=== Short exercise ===
Copy each of the items below word for word, keeping every line as it appears.

=== Listed entries ===
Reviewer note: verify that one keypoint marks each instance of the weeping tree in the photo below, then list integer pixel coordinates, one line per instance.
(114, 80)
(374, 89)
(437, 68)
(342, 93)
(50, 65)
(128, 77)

=== Exercise response ===
Reviewer note: verify that one keypoint marks each instance of the weeping tree in the photo below, then list integer pixel coordinates, one line per instance.
(114, 80)
(374, 89)
(437, 68)
(342, 93)
(50, 65)
(128, 77)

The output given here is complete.